Director of Conservation Science to retire

Posted on July 03, 2018 in Science

Dr. Keith L. Bildstein, Sarkis Acopian Director of Conservation Science at Hawk Mountain Sanctuary, the world’s oldest and largest raptor conservation organization in the world, has retired. Bildstein is a globally recognized expert on raptor migration science.

“I’ve had the chance to do what I love for more than three decades. It is time to watch the next generation of raptor biologists take the reins at Hawk Mountain,” Bildstein said.

Keith’s first visit to Hawk Mountain as a Muhlenberg College undergraduate in 1969 helped inspire him to pursue a career in raptor biology. He went on to receive his M.S. and Ph.D. in zoology from The Ohio State University in the 1976 and 1978, and he joined Hawk Mountain as its director of research in 1992.

“Keith will always be part of the fabric that makes Hawk Mountain what it is today. His remarkable contributions to raptor conservation, and in growing the Sanctuary’s conservation program globally, ensures a lasting legacy,” said Sanctuary President Sean Grace.

Task set —
A - According to the retirement announcement, why is Bildstein stepping down? Answer in one to three sentences.
B - Update the retirement announcement's passage between "Posted on July" and "research in 1992.", inclusive, so that "undergraduate" reads "student".
None of the stored items is needed here.

Stored items
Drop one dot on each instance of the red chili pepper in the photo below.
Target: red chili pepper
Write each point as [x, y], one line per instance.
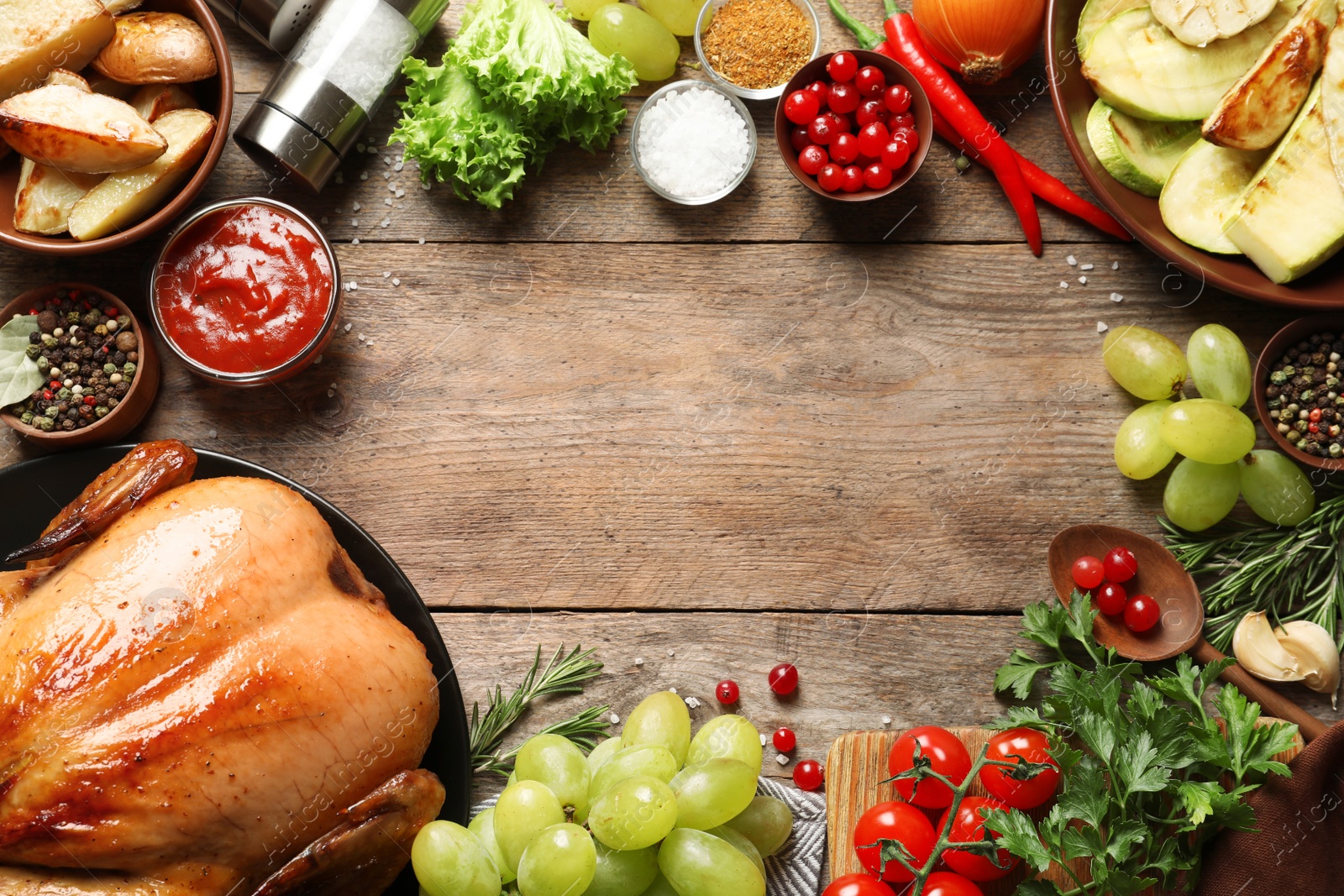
[963, 114]
[1043, 184]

Solutions for each task —
A - Bildstein says he has been able to do what he loves for more than three decades. He feels it is now time to watch the next generation of raptor biologists take the reins at Hawk Mountain.

B -
Posted on July 03, 2018 in Science

Dr. Keith L. Bildstein, Sarkis Acopian Director of Conservation Science at Hawk Mountain Sanctuary, the world’s oldest and largest raptor conservation organization in the world, has retired. Bildstein is a globally recognized expert on raptor migration science.

“I’ve had the chance to do what I love for more than three decades. It is time to watch the next generation of raptor biologists take the reins at Hawk Mountain,” Bildstein said.

Keith’s first visit to Hawk Mountain as a Muhlenberg College student in 1969 helped inspire him to pursue a career in raptor biology. He went on to receive his M.S. and Ph.D. in zoology from The Ohio State University in the 1976 and 1978, and he joined Hawk Mountain as its director of research in 1992.